** TRECHO PARA LEITURA **
*****

OBRAS RARAS


A QUESTÃO DO PATRIMÔNIO, REVISITANDO – II

Dando continuidade ao resumo dos artigos publicados sobre a questão do livro raro e antigo na qualidade de patrimônio bibliográfico, hoje falaremos sobre aspectos históricos e conceitos, entre outros, que deram origem a estudos sobre o tema. Vamos nos deter em pesquisas do século XX, em especial as de Alois Riegl, historiador da arte na virada do século XIX para o XX, autor do ensaio The Modern Culture of Monuments: Its Character and Its Origins (1903). Vários conceitos utilizados por esse autor podem ser aplicados à Biblioteconomia de Livros Raros para um melhor entendimento do que seja patrimônio bibliográfico.

Os bens móveis escritos foram chamados por Riegl de monumentos, na França do século XVIII, e de monumentos de escrita, na Áustria. Esse autor atribuiu tipos de valor ao monumento, por exemplo, o intencional e o não intencional. No primeiro caso, resumindo, é a criação do homem com a finalidade de preservar o presente para as gerações futuras. Já os não intencionais, mais numerosos e conhecidos por nós, atualmente, são os monumentos artísticos e históricos que não tinham esse significado na sua gênese; essa é uma atribuição moderna da sociedade.

Outros dois conceitos pertinentes discutidos por Riegl são os de valor de antiguidade e valor histórico. O valor de antiguidade de um monumento se torna aparente por certas características físicas que possui, como possíveis imperfeições, alteração de cor e forma. Assim, o monumento pode ser apreciado por suas qualidades físicas e por suas marcas no tempo. Já o valor histórico é assim definido:

O valor histórico de um monumento é baseado no contexto específico e individual que representa no desenvolvimento da criação humana em um campo determinado. A partir dessa perspectiva, o que nos interessa no monumento não são os traços das forças destruidoras da natureza [...], mas a forma original do monumento como produto da humanidade. O valor histórico de um monumento aumenta quanto mais fiel à sua integridade permanecer e revelar seu estado original de criação: distorções e deteriorações parciais desagradam; não são ingredientes bem vindos ao valor histórico. [...] Não preserva traços da idade ou outras mudanças causadas pelo impacto da natureza desde o tempo em que o monumento foi criado [...] (RIEGL, 1996: 75).

Ao substituir “monumento” por “livro/documento antigo”, vemos o quanto as ideias se aplicam ao patrimônio escrito, manuscrito ou impresso.

Como se sabe, a formação de coleções bibliográficas raras, antigas e preciosas, na Europa, variou de acordo com o país. Na Inglaterra, por exemplo, ocorreu a partir de acervos reais, privados e monásticos. Na Espanha, os confiscos eclesiásticos pelo Estado foram distribuídos para e deram origem às bibliotecas em escolas e universidades. Já na França, o patrimônio antigo não foi constituído a partir das bibliotecas ou do público, mas de confiscos de coleções que existiam por herança de reis, nobres, religiosos e de colecionadores. Não eram reconhecidos pela sociedade como um bem comum, exatamente.

*****

Excertos de dados de apontamento:
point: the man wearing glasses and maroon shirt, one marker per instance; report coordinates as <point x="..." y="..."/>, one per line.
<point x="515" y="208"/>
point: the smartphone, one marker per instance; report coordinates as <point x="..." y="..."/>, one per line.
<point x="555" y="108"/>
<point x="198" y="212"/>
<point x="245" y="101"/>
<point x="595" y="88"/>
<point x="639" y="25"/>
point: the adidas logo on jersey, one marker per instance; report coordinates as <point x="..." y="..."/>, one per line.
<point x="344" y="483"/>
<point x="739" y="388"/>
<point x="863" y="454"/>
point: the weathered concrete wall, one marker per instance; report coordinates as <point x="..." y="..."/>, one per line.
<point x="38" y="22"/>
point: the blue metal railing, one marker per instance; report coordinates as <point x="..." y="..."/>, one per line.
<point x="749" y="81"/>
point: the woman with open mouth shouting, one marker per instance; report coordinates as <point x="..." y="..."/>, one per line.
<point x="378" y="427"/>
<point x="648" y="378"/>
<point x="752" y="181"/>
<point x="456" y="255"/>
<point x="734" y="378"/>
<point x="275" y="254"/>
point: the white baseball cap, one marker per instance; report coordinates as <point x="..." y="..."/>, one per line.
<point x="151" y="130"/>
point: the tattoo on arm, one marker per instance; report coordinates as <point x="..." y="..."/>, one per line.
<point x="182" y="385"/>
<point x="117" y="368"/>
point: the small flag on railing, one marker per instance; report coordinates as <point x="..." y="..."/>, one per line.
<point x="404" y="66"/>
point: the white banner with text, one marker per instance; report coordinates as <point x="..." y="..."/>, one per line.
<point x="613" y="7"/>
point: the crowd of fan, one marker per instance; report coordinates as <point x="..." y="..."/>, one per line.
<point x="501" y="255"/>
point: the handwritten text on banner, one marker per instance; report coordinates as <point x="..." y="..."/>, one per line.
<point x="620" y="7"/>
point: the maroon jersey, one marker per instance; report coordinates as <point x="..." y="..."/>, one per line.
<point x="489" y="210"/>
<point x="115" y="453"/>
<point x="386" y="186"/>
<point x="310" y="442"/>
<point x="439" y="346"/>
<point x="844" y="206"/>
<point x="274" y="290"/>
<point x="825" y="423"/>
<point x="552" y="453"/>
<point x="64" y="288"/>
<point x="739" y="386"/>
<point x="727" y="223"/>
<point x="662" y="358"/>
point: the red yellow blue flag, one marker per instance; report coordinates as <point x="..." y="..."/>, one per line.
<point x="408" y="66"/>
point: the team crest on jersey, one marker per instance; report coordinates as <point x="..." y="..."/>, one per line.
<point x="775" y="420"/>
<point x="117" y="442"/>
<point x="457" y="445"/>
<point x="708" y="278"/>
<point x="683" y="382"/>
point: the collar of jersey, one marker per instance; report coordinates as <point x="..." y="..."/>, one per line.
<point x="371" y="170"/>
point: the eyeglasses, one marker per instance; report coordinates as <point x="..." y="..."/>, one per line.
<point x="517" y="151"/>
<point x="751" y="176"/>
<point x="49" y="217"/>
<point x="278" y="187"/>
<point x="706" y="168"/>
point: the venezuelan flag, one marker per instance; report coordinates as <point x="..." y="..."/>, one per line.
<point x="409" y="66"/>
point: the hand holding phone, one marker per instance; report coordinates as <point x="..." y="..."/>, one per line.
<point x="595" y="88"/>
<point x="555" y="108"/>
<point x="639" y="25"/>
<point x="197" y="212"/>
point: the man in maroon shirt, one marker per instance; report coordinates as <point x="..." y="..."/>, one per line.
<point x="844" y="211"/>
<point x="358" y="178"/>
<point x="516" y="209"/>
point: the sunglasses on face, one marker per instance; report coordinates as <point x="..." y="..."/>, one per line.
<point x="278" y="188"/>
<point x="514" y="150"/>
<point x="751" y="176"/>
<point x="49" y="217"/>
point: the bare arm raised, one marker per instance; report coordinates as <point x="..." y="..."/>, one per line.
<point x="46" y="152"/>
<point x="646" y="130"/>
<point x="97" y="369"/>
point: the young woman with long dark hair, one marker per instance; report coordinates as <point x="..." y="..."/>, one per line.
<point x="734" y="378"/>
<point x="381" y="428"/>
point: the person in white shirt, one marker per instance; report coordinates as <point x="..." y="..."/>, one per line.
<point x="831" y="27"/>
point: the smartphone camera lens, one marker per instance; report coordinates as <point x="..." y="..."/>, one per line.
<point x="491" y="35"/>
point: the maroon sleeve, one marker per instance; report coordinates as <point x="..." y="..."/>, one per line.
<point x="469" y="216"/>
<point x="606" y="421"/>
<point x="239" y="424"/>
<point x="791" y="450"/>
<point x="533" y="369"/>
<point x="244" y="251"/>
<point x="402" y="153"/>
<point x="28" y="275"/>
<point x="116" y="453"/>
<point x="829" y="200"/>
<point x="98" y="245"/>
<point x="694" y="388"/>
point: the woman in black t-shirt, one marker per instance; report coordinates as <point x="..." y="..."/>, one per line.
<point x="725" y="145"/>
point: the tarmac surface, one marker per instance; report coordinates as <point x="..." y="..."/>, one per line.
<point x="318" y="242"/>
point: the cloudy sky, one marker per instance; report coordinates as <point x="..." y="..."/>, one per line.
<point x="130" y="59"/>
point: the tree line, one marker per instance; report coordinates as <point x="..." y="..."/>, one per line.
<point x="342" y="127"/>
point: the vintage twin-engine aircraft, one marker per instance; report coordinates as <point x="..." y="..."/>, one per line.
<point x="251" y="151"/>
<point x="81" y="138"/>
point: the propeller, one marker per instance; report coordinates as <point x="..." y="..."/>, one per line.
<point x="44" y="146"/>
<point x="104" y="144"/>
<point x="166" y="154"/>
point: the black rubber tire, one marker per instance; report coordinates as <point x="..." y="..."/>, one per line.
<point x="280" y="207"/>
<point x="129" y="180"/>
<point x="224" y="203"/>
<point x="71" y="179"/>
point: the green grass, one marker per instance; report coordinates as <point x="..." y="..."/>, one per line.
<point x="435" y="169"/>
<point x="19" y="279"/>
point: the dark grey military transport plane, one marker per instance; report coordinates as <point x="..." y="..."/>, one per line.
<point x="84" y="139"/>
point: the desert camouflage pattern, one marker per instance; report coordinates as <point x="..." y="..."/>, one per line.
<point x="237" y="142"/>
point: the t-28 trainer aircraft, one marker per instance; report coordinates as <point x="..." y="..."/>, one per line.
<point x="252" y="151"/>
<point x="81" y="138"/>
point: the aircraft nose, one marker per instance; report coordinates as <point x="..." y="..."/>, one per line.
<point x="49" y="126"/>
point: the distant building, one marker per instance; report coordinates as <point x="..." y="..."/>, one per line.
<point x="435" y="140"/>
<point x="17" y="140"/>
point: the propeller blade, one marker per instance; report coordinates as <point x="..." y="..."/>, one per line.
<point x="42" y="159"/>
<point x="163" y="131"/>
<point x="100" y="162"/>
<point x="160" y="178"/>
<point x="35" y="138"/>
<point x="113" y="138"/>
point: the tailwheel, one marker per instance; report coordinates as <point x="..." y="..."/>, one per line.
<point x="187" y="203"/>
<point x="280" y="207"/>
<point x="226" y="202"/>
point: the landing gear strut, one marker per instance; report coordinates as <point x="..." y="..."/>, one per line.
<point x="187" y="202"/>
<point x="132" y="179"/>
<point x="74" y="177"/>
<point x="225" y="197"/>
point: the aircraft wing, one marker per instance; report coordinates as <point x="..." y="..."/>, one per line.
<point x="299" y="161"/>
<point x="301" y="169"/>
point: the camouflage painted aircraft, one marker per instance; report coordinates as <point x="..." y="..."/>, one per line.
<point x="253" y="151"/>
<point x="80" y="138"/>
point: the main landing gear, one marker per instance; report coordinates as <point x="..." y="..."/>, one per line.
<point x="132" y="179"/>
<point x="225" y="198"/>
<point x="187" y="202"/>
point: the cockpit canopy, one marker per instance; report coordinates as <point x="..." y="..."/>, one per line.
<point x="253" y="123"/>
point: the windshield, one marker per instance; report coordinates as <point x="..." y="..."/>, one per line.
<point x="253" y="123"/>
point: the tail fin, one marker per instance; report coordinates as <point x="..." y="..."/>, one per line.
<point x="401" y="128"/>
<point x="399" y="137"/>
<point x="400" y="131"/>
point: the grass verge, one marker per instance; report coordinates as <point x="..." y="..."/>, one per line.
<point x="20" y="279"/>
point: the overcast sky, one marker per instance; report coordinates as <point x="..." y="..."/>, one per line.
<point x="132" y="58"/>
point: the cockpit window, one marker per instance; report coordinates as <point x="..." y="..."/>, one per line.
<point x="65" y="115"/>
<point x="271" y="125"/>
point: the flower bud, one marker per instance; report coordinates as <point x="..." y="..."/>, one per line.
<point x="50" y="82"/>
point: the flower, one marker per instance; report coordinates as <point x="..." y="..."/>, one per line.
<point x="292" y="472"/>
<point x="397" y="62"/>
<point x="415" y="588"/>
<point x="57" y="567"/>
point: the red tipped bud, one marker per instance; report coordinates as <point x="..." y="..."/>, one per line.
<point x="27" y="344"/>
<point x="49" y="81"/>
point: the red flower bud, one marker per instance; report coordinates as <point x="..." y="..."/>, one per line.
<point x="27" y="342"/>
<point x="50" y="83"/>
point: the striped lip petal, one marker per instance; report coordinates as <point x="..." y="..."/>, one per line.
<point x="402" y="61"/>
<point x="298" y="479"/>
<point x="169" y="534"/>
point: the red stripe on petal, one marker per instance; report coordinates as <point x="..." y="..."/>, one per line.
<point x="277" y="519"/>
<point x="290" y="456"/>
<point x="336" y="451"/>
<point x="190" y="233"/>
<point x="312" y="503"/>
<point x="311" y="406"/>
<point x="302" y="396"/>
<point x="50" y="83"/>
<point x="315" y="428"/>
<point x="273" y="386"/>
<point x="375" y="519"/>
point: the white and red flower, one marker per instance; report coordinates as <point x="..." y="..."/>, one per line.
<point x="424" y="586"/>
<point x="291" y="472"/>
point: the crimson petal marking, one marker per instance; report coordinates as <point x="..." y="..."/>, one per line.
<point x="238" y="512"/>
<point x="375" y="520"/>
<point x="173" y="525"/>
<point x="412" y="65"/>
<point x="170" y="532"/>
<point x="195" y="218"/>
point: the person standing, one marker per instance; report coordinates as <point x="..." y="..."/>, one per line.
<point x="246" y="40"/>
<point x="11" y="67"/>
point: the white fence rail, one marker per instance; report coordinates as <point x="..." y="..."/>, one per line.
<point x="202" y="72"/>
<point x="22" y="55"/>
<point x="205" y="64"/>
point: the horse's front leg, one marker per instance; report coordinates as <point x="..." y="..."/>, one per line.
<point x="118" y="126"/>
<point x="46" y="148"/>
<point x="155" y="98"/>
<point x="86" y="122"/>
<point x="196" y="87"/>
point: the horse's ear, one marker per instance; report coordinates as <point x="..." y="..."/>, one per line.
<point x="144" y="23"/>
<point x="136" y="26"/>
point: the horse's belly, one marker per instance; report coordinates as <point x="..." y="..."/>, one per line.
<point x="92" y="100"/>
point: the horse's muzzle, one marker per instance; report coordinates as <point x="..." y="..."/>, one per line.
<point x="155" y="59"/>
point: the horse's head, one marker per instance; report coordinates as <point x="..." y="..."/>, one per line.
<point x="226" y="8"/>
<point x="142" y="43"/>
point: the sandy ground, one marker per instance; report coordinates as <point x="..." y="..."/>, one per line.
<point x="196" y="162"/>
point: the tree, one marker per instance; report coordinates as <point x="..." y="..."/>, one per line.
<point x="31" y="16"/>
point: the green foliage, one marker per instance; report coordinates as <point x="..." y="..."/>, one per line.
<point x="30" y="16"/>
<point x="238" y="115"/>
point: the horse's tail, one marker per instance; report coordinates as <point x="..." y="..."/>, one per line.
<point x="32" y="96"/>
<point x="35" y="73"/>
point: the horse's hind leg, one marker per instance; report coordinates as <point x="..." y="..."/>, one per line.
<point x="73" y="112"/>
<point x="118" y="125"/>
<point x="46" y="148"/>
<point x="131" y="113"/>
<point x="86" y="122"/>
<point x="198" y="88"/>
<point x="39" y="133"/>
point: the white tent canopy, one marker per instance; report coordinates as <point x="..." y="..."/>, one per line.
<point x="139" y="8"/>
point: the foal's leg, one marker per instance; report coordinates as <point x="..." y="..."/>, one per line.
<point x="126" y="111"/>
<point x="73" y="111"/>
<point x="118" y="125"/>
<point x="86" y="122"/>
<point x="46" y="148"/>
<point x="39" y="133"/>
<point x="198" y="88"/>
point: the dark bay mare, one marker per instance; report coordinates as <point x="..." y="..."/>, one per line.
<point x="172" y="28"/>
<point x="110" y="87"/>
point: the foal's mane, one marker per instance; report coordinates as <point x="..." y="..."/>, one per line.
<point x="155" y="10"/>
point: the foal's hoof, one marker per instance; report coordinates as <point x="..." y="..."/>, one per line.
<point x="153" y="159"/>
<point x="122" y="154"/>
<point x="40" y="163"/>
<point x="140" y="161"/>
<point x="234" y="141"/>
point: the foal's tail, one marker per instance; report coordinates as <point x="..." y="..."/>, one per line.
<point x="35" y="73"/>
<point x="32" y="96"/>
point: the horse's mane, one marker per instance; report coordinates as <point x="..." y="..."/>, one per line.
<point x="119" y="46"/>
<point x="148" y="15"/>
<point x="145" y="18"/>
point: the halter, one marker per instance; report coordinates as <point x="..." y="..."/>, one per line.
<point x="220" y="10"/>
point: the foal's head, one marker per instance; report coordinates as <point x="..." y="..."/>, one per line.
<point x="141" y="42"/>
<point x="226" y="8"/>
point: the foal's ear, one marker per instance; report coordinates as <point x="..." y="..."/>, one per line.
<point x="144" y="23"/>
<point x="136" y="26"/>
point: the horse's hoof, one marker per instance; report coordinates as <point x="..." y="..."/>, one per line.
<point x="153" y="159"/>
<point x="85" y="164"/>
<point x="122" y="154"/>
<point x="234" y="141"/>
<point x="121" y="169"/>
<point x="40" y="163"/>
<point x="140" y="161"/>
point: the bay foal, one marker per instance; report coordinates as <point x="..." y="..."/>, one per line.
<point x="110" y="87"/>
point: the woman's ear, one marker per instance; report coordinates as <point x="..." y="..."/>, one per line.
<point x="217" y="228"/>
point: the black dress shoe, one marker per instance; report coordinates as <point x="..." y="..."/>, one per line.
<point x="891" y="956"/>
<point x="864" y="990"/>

*****

** EXERCÍCIO **
No texto sobre patrimônio bibliográfico, troque "natureza" por "erosão" e reescreva o trecho a partir das palavras "O valor histórico de um monumento é", parando logo depois de "manuscrito ou impresso.".

** RESPOSTA À TAREFA **
O valor histórico de um monumento é baseado no contexto específico e individual que representa no desenvolvimento da criação humana em um campo determinado. A partir dessa perspectiva, o que nos interessa no monumento não são os traços das forças destruidoras da erosão [...], mas a forma original do monumento como produto da humanidade. O valor histórico de um monumento aumenta quanto mais fiel à sua integridade permanecer e revelar seu estado original de criação: distorções e deteriorações parciais desagradam; não são ingredientes bem vindos ao valor histórico. [...] Não preserva traços da idade ou outras mudanças causadas pelo impacto da erosão desde o tempo em que o monumento foi criado [...] (RIEGL, 1996: 75).

Ao substituir “monumento” por “livro/documento antigo”, vemos o quanto as ideias se aplicam ao patrimônio escrito, manuscrito ou impresso.